## [Goal]
Each entry needs to be restated exactly as written.

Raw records
(begin)
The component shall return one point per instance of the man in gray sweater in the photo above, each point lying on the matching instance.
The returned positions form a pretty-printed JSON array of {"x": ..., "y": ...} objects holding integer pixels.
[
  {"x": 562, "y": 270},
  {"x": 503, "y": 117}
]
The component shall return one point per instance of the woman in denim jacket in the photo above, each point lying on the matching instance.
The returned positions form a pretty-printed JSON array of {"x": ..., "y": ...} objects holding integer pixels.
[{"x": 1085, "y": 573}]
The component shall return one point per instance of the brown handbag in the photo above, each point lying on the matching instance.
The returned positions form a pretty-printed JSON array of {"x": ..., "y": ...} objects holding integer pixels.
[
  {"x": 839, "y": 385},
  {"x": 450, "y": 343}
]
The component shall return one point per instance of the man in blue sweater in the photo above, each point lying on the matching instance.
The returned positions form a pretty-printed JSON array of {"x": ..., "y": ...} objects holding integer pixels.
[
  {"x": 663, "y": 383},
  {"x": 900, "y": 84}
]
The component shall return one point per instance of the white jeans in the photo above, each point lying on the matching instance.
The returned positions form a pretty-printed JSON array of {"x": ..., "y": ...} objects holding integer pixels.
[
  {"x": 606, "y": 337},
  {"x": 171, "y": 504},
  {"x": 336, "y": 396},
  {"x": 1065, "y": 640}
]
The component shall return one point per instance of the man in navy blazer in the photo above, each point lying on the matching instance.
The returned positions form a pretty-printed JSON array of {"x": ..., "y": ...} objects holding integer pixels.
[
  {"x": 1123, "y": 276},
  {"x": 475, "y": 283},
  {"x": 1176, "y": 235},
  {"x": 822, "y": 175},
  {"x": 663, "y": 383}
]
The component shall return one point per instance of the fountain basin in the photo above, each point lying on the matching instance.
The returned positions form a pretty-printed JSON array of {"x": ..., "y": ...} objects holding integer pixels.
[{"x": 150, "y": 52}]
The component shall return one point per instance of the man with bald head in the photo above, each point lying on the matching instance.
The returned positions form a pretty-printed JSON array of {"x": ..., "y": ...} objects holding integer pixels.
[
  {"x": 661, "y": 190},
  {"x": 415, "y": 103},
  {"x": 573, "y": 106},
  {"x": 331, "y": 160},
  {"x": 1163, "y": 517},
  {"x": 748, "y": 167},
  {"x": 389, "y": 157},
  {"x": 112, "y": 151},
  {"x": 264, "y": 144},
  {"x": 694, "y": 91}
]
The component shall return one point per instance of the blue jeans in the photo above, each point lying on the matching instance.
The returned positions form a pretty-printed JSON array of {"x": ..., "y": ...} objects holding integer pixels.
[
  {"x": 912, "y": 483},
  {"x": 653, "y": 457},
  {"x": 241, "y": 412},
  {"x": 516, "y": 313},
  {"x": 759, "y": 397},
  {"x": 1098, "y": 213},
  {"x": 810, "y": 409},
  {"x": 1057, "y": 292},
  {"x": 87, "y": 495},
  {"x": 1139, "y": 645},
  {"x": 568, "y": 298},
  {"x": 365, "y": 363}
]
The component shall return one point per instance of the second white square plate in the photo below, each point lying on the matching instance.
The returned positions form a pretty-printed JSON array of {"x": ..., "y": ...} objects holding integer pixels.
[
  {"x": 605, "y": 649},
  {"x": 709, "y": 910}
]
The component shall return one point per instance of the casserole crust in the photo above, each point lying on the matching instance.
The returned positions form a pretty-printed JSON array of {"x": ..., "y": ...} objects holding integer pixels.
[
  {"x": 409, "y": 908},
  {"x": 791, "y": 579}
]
(end)
## [Written reply]
The component shall return one point per instance of the man in gray sweater in the photo above, each point lying on the matching instance.
The returned positions form a pretty-printed JSON array of {"x": ..., "y": ...} objects holding integer pixels.
[
  {"x": 562, "y": 270},
  {"x": 503, "y": 117}
]
The component shall return one point per instance of the woman in denim jacket in the photo above, each point lying on the matching instance.
The returned positions form a pretty-printed JSON array of {"x": ..., "y": ...} objects holding integer pixels.
[{"x": 1085, "y": 573}]
The component shall return one point per instance of the brown handbag in the photo above, each point lying on the matching instance.
The returned positions form a pretty-printed JSON array of {"x": ..., "y": ...} objects holding integer pixels.
[
  {"x": 839, "y": 385},
  {"x": 450, "y": 343}
]
The component shall return one point per instance of the man in blue sweater in the photo above, each point lying on the matching instance.
The returned positions form a pretty-printed JSON array of {"x": ..., "y": ...} objects holding integer pixels.
[
  {"x": 663, "y": 383},
  {"x": 900, "y": 84}
]
The component shall return one point per instance of the white jeans in the photo above, each point lying on the matching instance.
The returned positions form a pretty-printed JSON array of {"x": ..., "y": ...} objects holding integer pixels.
[
  {"x": 606, "y": 337},
  {"x": 171, "y": 504},
  {"x": 336, "y": 396},
  {"x": 1065, "y": 640}
]
The component shall return one point per instance of the man in navy blazer in the photo above, each point lying on the matching instance.
The returned positions form a pretty-printed JSON array of {"x": ..., "y": ...} objects holding integer pixels.
[
  {"x": 1123, "y": 276},
  {"x": 475, "y": 283},
  {"x": 1176, "y": 235},
  {"x": 822, "y": 175},
  {"x": 663, "y": 383}
]
The component shall return one point per instance of the fountain basin in the photo above, each point lying on the matching instance.
The returned positions form a pretty-printed JSON array of {"x": ..., "y": ...} objects holding integer pixels.
[{"x": 150, "y": 52}]
The component shall return one point per instance of the man with bald head in the photo above, each point lying on the matching instance.
The returned positions form a pretty-printed JSON array of {"x": ..., "y": ...} objects holding integer pixels.
[
  {"x": 661, "y": 190},
  {"x": 415, "y": 103},
  {"x": 573, "y": 106},
  {"x": 331, "y": 160},
  {"x": 1163, "y": 517},
  {"x": 748, "y": 167},
  {"x": 389, "y": 157},
  {"x": 112, "y": 151},
  {"x": 264, "y": 144},
  {"x": 694, "y": 91}
]
The component shall return one point per instance of the blue jeans in the photo above, each point lying on the matching instance.
The returned positions form a pretty-printed JSON array of {"x": ..., "y": ...} objects holding integer pixels.
[
  {"x": 912, "y": 483},
  {"x": 653, "y": 457},
  {"x": 241, "y": 412},
  {"x": 516, "y": 313},
  {"x": 759, "y": 397},
  {"x": 1098, "y": 213},
  {"x": 810, "y": 409},
  {"x": 1057, "y": 292},
  {"x": 87, "y": 495},
  {"x": 1139, "y": 645},
  {"x": 568, "y": 298},
  {"x": 365, "y": 363}
]
The component shall return one point per instance of the second white square plate in the photo below, each point lying on the matching instance.
The returned positions form a pretty-printed JSON array of {"x": ..., "y": ...} objects holding integer pixels.
[
  {"x": 605, "y": 649},
  {"x": 709, "y": 910}
]
The component shall return one point per instance of the casserole crust in the photo above, each point lying on the matching instance.
The returned positions form a pretty-printed JSON array of {"x": ..., "y": ...} objects holding integer pixels.
[
  {"x": 409, "y": 908},
  {"x": 791, "y": 579}
]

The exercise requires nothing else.